• _Page text_:

Saturday, September 29, 2007

Made in Myanmar

By Barkha Dutt Managing Editor, NDTV 24x7


The images are indelible thousands of red- robed monks, bare-footed and bold, quietly standing up to the armed might of riot policemen and tanks. And then the even starker photograph of a Japanese journalist continuing to film protestors on the run from military guns, even as soldiers pump him with bullets. One look at these pictures and you know you are watching history in the making. Somehow, their rawness and naked honesty make India’s silence on Myanmar seem both loud and brutal.

You wonder how the world’s largest democracy can be so numb and unmoved.

Foreign policy wonks will dismiss the outrage as the sentimental hand-wringing of the liberal elite. We will be told about the several strategic imperatives that drive our relationship with the military junta. And arguably, at a certain time in history, India probably had no other option than to do brisk business with the generals of Yangon.

Aung San Suu Kyi, who went to college in Delhi, was admired and loved, but it was clear that the struggle for democracy was losing steam. China, which had supplied arms and knowhow to Myanmar’s military, had begun to upgrade ports and facilities dangerously close to India. Military alarmists were warning that Indian armies had once marched into China down the Burma Road. How was India so sure that the reverse journey southwards was not a possibility?

And under the new regime, a country that had been a historical haven for Naga militants was now ready to close down training camps and forest hideouts. Besides, India shares a 1,700 km-long border with Myanmar. Realistically, how long could we not talk to another government based on a moral principle?

So, painful as it is, let’s agree that government policies are invariably imbued with pragmatism and cannot afford the purity of ideologies. And let’s rephrase the question — as every global leader of worth condemns the military atrocities in Myanmar, is India’s decision to remain a mute spectator an intelligent, well thought-out policy? Or is the government in danger of misreading the public mood and batting on the wrong side of change?

Poignant and disturbing as the underground stories of the Burmese people are, this cannot only be an academic debate about democracy. In fact, democracy has for long been an excuse used by powerful nations to push their armies into countries where they don’t belong. There’s no better example of that than the ill-fangled American invasion of Iraq. In the name of democracy, President George W. Bush has slapped new sanctions against Myanmar’s military government, accusing the regime of enforcing a “19-year reign of fear”. But his passionate outburst against autocracies and oligarchies was interestingly silent on Pakistan, Saudi Arabia and Egypt — all close American allies, all a huge distance from democracy.

Despite the fact that a popular political movement has clearly taken root in Pakistan, Washington’s strategic interests have defined a stubbornly supportive policy when it comes to President Pervez Musharraf. This, even as every major American newspaper and commentator of consequence is warning against the Bush administration’s blind faith in a regime that has an expiry date stamped across it.

• _What needs to be done_:
Answer these from the column on Myanmar:
(a) Where did Aung San Suu Kyi attend college?
(b) How long is the border India shares with Myanmar?
(c) What phrase did President George W. Bush use to describe the Myanmar regime's rule?

• _Records provided_:
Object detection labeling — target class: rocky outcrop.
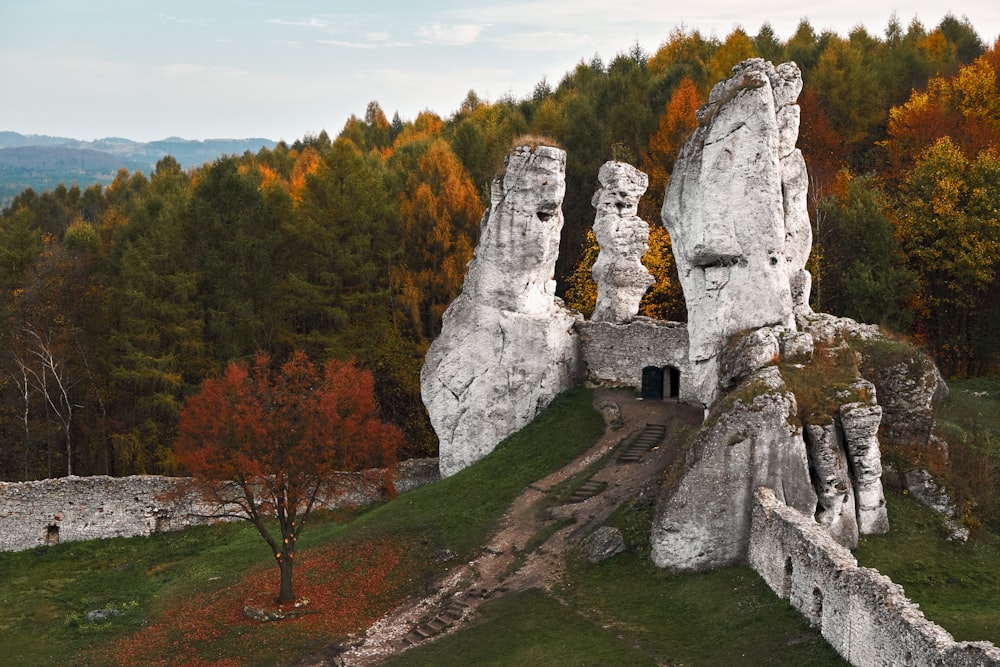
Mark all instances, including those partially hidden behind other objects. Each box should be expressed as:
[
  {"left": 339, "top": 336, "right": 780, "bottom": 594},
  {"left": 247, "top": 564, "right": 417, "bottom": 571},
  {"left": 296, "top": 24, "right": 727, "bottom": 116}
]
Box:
[
  {"left": 420, "top": 146, "right": 582, "bottom": 476},
  {"left": 805, "top": 419, "right": 858, "bottom": 549},
  {"left": 662, "top": 58, "right": 812, "bottom": 405},
  {"left": 840, "top": 400, "right": 889, "bottom": 535},
  {"left": 590, "top": 162, "right": 655, "bottom": 323},
  {"left": 652, "top": 366, "right": 816, "bottom": 571}
]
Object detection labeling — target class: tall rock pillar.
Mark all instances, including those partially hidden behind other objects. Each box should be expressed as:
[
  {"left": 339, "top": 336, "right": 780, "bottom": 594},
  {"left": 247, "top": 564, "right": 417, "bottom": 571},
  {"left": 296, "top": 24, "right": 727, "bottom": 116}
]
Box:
[
  {"left": 420, "top": 146, "right": 580, "bottom": 476},
  {"left": 662, "top": 58, "right": 812, "bottom": 405}
]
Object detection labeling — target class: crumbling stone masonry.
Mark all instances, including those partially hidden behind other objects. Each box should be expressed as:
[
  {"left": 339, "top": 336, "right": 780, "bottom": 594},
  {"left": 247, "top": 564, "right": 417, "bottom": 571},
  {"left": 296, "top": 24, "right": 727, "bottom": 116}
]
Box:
[
  {"left": 749, "top": 487, "right": 1000, "bottom": 667},
  {"left": 0, "top": 459, "right": 438, "bottom": 551}
]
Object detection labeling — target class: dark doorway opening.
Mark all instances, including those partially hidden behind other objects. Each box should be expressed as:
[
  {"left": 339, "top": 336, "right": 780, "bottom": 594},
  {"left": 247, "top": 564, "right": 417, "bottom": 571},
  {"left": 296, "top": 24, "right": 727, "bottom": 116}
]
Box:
[
  {"left": 642, "top": 366, "right": 663, "bottom": 401},
  {"left": 667, "top": 366, "right": 681, "bottom": 400}
]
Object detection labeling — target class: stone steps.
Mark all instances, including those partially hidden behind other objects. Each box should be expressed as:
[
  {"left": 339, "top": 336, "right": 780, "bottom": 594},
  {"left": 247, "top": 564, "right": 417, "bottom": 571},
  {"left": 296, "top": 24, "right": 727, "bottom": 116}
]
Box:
[
  {"left": 617, "top": 424, "right": 667, "bottom": 463},
  {"left": 403, "top": 600, "right": 469, "bottom": 646}
]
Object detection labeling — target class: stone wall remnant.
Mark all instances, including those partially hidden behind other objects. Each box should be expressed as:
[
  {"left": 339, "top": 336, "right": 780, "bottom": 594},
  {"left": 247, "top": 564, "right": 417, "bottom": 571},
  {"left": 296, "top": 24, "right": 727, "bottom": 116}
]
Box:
[
  {"left": 749, "top": 488, "right": 1000, "bottom": 667},
  {"left": 0, "top": 459, "right": 439, "bottom": 551}
]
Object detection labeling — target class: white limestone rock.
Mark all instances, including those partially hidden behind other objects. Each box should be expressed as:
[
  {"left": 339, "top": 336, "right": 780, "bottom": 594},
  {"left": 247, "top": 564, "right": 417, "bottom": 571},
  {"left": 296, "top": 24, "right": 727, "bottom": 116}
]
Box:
[
  {"left": 590, "top": 161, "right": 655, "bottom": 323},
  {"left": 662, "top": 58, "right": 812, "bottom": 405},
  {"left": 420, "top": 146, "right": 582, "bottom": 476},
  {"left": 840, "top": 402, "right": 889, "bottom": 535},
  {"left": 651, "top": 366, "right": 816, "bottom": 572},
  {"left": 804, "top": 419, "right": 858, "bottom": 549}
]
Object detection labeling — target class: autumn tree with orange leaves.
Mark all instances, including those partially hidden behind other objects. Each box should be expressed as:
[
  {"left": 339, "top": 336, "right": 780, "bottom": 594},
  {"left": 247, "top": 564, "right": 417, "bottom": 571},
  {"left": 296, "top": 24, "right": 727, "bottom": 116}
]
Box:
[{"left": 174, "top": 352, "right": 402, "bottom": 603}]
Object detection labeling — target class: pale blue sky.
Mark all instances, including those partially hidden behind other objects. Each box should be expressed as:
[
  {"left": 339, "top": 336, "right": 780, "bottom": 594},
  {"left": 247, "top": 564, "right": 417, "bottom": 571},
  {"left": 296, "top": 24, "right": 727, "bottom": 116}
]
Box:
[{"left": 0, "top": 0, "right": 1000, "bottom": 141}]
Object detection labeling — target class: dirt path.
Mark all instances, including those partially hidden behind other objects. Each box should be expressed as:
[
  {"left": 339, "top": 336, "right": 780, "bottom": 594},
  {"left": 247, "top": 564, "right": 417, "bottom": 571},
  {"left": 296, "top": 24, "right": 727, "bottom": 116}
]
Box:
[{"left": 295, "top": 389, "right": 701, "bottom": 667}]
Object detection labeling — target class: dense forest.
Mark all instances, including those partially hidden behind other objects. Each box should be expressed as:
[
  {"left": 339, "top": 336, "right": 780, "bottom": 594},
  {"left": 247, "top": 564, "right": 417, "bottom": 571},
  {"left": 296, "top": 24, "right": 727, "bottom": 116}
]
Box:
[{"left": 0, "top": 15, "right": 1000, "bottom": 480}]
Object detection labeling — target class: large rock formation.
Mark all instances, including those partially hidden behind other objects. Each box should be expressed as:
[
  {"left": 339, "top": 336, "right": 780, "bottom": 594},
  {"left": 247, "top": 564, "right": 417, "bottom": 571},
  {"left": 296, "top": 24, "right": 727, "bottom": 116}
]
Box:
[
  {"left": 652, "top": 59, "right": 888, "bottom": 571},
  {"left": 420, "top": 146, "right": 580, "bottom": 476},
  {"left": 662, "top": 58, "right": 812, "bottom": 405},
  {"left": 590, "top": 162, "right": 655, "bottom": 323},
  {"left": 651, "top": 366, "right": 816, "bottom": 571}
]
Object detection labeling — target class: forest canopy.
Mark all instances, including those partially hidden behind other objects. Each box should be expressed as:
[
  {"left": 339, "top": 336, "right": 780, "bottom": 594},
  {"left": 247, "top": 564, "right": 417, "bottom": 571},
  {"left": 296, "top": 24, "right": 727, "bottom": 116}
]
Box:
[{"left": 0, "top": 15, "right": 1000, "bottom": 480}]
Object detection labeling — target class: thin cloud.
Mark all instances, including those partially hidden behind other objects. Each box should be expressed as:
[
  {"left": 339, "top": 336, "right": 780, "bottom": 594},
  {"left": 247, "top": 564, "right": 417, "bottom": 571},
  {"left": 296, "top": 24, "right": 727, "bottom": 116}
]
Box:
[
  {"left": 417, "top": 22, "right": 483, "bottom": 46},
  {"left": 316, "top": 39, "right": 377, "bottom": 49},
  {"left": 493, "top": 31, "right": 590, "bottom": 52},
  {"left": 267, "top": 18, "right": 330, "bottom": 30},
  {"left": 157, "top": 14, "right": 205, "bottom": 27}
]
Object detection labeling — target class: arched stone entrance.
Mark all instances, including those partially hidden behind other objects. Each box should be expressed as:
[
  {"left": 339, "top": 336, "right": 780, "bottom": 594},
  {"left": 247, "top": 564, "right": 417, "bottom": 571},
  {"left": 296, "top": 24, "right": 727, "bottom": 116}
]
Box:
[
  {"left": 642, "top": 366, "right": 681, "bottom": 401},
  {"left": 642, "top": 366, "right": 663, "bottom": 401}
]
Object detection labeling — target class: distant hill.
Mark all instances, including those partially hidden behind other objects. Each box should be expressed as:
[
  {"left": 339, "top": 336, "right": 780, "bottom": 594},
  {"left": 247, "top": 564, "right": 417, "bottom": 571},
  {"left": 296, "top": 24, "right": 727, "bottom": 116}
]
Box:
[{"left": 0, "top": 131, "right": 276, "bottom": 208}]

• _Final result_:
(a) Delhi
(b) 1,700 km
(c) A "19-year reign of fear"